__Quelldokument__:
Santoku-Wochen und PA-Berichte Kamo Orca/Kirime/Wakui
Jul 15, 2017 18:16:41 GMT
krassi, dieter, and 15 more like this
Post by flint on Jul 15, 2017 18:16:41 GMT
Servus,
Die großen Santoku-Vergleichs-Wochen……
Die Protagonisten:
Kamo-To-Santoku mit Killerschliff
Kamo-To- Kirime
Kamo Orca-Bunka de Luxe ( der Fehdehandschuh )
Wakui KU-Horie Edition
und als Gaststar aus schwedischem Stahl:
Ashi-Santoku
Gleich mit der Tür ins Haus.....
Das Killer-Kamo hat endlich eine würdige Konkurrenz aus eigenem Haus bekommen. Geometrisch ist dieser berühmte Kamo-Schliff einfach eine Besonderheit. Das gilt sowohl für die alte Kamo-To Serie mit schlichtem Honoki-Griff und Hornzwinge, wie auch für die Exklusiv-Serie „Orca“, die nur Marco Röllin anbietet. Das Exemplar der Orca-Serie, dass ich zum Vergleichen von kup bekommen habe, ist das erste Messer überhaupt, dass Gefühlt an bestimmten Stellen der Klinge noch einen Hauch leichter schneidet als man altes Kamo-To-Santoku, aber nicht durchgängig über die gesamte Klinge. Beide Messer schneiden partiell auf den knapp 180mm Klingenlänge mal leichter und mal weniger leichter als das jeweils andere. Leicht schneiden sie aber immer und liegen wirklich Kopf an Kopf. Mit absoluter Gewissheit setzt sich keines ab. Unmöglich, das klar zu beurteilen. Immer wechselt die Schneidfähigkeit von Klinge zu Klinge, je nach dem an welcher Stelle der Klinge gerade geschnitten wird und mit welcher Technik. Diese Art von Schneidfähigkeit ist bereits der Laserhimmel, dass steht zumindest fest! Die Gleitfähigkeit und geringere Haftung ist der Schlüssel, wenn die Geometrie bereits ausgereizt ist. Hier nehmen sich beide nur Hundertstel.
Aber der Reihe nach...

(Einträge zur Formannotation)
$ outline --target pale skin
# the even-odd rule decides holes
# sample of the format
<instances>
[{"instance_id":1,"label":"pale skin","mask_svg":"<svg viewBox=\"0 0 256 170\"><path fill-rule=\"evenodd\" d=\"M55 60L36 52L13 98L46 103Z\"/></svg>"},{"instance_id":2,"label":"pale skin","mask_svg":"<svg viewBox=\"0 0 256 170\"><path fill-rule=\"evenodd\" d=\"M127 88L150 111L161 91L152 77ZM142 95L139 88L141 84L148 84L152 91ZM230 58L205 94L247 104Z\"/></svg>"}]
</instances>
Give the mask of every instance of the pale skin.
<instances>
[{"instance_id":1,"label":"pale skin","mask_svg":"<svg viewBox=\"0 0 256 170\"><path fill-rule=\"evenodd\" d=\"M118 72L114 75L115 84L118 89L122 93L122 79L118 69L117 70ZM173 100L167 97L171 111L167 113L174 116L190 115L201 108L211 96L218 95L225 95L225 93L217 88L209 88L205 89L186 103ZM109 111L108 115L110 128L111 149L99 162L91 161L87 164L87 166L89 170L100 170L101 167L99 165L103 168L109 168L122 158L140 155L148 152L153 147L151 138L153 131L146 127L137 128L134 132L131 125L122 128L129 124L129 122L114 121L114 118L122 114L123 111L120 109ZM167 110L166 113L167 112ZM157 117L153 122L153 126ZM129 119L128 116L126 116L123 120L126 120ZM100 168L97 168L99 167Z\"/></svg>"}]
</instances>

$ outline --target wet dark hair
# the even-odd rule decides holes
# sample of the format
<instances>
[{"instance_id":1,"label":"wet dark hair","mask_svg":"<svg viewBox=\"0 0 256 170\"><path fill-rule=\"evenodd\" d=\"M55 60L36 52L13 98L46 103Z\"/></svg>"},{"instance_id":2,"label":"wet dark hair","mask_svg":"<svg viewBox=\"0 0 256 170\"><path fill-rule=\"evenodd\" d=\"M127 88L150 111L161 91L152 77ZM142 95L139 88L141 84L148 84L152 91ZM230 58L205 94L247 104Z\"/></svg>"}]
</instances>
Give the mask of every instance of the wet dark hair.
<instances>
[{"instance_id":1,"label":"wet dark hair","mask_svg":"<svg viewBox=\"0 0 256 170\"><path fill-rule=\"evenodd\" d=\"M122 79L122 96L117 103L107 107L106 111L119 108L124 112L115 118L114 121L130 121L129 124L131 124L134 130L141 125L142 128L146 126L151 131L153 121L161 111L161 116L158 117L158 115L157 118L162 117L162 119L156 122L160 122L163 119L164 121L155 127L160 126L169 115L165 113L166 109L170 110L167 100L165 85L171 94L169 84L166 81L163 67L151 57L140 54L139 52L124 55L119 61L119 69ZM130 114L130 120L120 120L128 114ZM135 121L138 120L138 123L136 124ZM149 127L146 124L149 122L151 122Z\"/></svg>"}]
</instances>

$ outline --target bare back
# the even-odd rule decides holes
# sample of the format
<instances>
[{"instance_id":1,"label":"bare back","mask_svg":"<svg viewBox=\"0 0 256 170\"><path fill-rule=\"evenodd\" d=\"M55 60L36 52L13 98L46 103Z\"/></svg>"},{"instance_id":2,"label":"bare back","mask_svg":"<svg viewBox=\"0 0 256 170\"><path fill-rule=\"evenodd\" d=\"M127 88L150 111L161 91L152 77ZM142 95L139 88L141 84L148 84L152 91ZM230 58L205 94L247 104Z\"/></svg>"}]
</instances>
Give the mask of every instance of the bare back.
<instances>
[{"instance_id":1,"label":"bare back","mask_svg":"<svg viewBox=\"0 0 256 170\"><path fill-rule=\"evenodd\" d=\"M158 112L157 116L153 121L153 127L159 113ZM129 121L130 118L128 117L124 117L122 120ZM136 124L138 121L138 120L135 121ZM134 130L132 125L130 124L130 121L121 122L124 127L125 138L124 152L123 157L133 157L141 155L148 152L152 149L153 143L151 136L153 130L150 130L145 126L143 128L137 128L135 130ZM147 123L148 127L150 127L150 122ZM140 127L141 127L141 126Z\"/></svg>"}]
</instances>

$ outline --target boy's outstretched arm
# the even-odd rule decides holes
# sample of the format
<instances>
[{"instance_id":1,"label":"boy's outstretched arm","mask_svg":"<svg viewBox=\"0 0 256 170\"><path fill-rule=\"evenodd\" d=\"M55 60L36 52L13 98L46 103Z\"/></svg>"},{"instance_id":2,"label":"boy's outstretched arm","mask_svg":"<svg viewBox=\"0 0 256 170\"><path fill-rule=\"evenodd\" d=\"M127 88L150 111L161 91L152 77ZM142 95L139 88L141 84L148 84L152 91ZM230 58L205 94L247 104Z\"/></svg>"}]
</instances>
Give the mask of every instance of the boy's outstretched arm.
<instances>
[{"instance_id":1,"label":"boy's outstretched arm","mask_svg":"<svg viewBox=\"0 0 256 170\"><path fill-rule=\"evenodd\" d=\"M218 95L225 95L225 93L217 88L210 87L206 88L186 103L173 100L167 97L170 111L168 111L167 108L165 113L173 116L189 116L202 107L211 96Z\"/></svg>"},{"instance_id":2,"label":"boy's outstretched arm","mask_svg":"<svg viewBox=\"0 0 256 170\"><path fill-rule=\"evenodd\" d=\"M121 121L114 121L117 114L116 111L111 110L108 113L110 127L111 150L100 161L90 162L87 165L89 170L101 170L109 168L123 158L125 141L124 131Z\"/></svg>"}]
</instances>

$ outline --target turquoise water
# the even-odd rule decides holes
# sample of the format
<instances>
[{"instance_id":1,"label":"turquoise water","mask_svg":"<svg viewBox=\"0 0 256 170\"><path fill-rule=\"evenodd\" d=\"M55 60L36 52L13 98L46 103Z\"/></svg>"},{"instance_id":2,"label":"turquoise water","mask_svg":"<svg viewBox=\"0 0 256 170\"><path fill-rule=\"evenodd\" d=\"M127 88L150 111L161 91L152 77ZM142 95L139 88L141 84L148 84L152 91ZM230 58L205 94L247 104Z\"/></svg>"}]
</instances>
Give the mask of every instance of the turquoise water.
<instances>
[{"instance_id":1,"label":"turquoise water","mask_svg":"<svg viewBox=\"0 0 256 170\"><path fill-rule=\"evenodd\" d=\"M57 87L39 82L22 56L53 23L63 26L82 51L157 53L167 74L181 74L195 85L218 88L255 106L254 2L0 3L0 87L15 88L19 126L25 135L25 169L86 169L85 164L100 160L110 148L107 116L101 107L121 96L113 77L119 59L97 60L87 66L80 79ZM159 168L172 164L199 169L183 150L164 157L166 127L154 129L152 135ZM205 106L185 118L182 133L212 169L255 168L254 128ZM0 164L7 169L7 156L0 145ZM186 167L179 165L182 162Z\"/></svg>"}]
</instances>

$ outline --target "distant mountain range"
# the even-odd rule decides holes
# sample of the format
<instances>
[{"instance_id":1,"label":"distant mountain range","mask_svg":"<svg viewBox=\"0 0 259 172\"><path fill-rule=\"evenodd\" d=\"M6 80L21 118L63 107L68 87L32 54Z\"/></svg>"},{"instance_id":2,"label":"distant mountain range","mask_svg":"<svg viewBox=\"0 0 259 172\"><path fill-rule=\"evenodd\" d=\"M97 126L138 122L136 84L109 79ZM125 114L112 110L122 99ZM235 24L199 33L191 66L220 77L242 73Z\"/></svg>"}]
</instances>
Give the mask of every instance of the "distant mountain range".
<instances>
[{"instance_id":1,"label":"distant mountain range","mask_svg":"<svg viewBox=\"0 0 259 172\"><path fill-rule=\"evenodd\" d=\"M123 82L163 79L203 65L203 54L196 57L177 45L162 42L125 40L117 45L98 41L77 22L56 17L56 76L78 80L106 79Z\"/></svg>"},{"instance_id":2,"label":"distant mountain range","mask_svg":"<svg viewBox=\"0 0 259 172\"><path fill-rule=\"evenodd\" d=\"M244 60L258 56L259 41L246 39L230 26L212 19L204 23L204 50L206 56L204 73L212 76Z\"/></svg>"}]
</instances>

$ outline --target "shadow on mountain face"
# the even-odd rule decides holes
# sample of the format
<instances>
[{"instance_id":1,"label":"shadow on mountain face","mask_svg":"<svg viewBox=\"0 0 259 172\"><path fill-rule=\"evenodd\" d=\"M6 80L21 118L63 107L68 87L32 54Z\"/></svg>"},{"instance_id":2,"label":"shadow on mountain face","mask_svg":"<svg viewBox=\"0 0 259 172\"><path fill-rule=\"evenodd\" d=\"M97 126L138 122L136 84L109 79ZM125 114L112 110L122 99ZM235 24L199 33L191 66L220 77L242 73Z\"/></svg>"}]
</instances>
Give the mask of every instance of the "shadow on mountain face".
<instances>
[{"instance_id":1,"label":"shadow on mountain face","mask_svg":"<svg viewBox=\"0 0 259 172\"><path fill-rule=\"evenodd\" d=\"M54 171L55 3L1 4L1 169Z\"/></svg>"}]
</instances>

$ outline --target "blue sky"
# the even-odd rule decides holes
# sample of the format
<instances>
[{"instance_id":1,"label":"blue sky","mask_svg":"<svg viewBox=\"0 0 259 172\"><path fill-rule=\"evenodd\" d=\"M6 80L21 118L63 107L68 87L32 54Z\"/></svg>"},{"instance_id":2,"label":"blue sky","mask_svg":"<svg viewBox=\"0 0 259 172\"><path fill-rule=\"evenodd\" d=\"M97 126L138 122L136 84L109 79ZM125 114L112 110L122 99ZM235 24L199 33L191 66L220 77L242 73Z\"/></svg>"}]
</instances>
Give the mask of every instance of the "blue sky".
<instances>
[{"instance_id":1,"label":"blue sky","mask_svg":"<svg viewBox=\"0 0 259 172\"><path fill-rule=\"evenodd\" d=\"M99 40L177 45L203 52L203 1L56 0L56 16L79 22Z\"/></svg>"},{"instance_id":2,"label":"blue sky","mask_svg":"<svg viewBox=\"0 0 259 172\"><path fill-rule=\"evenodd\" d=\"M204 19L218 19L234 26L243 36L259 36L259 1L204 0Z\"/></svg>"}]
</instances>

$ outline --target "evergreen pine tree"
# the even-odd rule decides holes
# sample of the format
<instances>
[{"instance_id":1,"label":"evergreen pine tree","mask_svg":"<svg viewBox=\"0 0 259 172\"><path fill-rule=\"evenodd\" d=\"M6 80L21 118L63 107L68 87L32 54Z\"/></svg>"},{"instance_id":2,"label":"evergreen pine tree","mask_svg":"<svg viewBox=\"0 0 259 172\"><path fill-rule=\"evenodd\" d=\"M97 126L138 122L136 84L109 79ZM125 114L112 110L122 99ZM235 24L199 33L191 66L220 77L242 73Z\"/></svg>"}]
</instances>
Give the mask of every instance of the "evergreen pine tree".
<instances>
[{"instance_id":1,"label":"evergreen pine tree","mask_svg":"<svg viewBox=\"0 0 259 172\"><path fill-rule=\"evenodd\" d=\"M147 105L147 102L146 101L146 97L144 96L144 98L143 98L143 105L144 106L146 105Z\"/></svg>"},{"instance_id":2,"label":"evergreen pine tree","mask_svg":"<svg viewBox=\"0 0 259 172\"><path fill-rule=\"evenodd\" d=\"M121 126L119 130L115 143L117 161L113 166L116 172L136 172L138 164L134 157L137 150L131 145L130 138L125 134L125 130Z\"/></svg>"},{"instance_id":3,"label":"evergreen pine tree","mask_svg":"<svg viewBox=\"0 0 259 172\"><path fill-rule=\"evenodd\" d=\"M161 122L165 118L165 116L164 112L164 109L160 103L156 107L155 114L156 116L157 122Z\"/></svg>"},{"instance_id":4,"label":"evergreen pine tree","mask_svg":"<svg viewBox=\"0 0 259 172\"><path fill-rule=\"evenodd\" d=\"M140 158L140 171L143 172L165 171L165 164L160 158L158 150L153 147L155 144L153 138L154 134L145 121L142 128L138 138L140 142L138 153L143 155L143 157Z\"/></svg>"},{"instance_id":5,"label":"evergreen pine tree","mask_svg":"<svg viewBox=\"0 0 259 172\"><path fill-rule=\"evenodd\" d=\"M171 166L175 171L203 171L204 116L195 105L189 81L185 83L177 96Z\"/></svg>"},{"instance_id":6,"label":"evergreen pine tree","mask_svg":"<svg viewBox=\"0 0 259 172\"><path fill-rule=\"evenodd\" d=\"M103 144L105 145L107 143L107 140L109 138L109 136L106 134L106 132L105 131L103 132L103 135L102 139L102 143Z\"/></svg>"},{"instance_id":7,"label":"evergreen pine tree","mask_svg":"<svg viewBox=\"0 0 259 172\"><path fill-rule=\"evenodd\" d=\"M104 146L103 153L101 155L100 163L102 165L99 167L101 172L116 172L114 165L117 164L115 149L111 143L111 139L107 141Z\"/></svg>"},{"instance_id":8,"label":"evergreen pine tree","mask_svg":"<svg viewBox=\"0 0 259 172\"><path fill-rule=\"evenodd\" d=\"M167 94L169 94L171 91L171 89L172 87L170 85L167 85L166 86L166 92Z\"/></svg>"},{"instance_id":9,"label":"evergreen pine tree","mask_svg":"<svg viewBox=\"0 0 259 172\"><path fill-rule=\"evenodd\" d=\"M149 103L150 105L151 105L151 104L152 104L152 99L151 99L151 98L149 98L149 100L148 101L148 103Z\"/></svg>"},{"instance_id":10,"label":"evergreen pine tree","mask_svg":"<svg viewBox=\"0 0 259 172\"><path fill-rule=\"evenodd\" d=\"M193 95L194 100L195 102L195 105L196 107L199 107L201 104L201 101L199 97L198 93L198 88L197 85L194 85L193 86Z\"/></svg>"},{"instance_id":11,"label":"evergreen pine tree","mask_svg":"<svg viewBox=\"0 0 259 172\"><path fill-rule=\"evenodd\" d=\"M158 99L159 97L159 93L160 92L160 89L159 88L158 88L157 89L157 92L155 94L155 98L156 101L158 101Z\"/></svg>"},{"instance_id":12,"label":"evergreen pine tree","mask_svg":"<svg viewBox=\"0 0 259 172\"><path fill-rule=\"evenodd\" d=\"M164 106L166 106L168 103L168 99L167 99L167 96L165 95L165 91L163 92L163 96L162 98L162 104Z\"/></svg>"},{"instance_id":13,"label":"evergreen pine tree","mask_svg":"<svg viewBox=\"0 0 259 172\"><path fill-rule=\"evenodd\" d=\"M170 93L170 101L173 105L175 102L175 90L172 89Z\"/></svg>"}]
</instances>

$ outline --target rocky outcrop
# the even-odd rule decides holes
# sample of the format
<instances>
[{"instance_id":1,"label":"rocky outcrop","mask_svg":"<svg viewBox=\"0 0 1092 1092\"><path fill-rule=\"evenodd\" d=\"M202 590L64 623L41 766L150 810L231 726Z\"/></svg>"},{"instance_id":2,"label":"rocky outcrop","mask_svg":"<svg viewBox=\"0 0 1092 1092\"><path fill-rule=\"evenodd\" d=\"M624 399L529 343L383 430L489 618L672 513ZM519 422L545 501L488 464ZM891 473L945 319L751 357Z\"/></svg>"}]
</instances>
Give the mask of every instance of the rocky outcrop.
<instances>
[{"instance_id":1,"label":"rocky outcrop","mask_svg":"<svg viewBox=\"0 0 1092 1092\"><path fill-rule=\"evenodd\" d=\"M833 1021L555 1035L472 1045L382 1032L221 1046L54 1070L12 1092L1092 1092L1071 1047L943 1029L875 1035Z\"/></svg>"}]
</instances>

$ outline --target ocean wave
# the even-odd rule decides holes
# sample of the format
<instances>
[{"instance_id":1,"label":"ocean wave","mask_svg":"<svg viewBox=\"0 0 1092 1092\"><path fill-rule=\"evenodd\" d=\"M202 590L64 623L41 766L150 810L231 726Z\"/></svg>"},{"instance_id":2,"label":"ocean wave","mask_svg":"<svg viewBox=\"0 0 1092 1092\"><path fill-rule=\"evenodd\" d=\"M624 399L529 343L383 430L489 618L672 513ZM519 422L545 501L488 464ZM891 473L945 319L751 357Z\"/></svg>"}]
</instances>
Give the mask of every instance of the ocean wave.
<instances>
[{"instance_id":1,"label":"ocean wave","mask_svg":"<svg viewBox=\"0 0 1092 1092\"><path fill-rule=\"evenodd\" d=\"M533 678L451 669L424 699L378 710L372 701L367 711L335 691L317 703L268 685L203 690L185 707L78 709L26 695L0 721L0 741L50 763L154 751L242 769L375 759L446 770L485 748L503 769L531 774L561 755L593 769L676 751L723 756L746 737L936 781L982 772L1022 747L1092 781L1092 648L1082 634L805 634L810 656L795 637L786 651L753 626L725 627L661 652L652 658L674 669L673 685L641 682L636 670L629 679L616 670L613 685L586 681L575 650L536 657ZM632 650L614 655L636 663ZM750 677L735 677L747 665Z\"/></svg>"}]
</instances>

__Aufgabenstellung__:
A. Prüfe, ob die Aussagen (i) bis (iii) mit dem Forenbeitrag übereinstimmen, und beantworte jede mit Ja oder Nein samt den ausschlaggebenden Worten des Forenbeitrags als wörtlichem Zitat. (i) Die Orca-Serie wird ausschließlich von Marco Röllin angeboten. (ii) Die verglichenen Messer haben eine Klingenlänge von rund 250 mm. (iii) Eines der beiden Kamo-Messer setzt sich mit absoluter Gewissheit vom anderen ab.
B. Gib den Abschnitt des Forenbeitrags wortgetreu aus, beginnend bei „Santoku-Wochen und PA-Berichte“ und endend bei „der Fehdehandschuh )“.
Die Einträge haben mit dem Forenbeitrag nichts zu tun.

__Antworten je Aufgabe__:
A.
(i) Ja: „die nur Marco Röllin anbietet“
(ii) Nein: „auf den knapp 180mm Klingenlänge“
(iii) Nein: „Mit absoluter Gewissheit setzt sich keines ab.“

B.
Santoku-Wochen und PA-Berichte Kamo Orca/Kirime/Wakui
Jul 15, 2017 18:16:41 GMT
krassi, dieter, and 15 more like this
Post by flint on Jul 15, 2017 18:16:41 GMT
Servus,
Die großen Santoku-Vergleichs-Wochen……
Die Protagonisten:
Kamo-To-Santoku mit Killerschliff
Kamo-To- Kirime
Kamo Orca-Bunka de Luxe ( der Fehdehandschuh )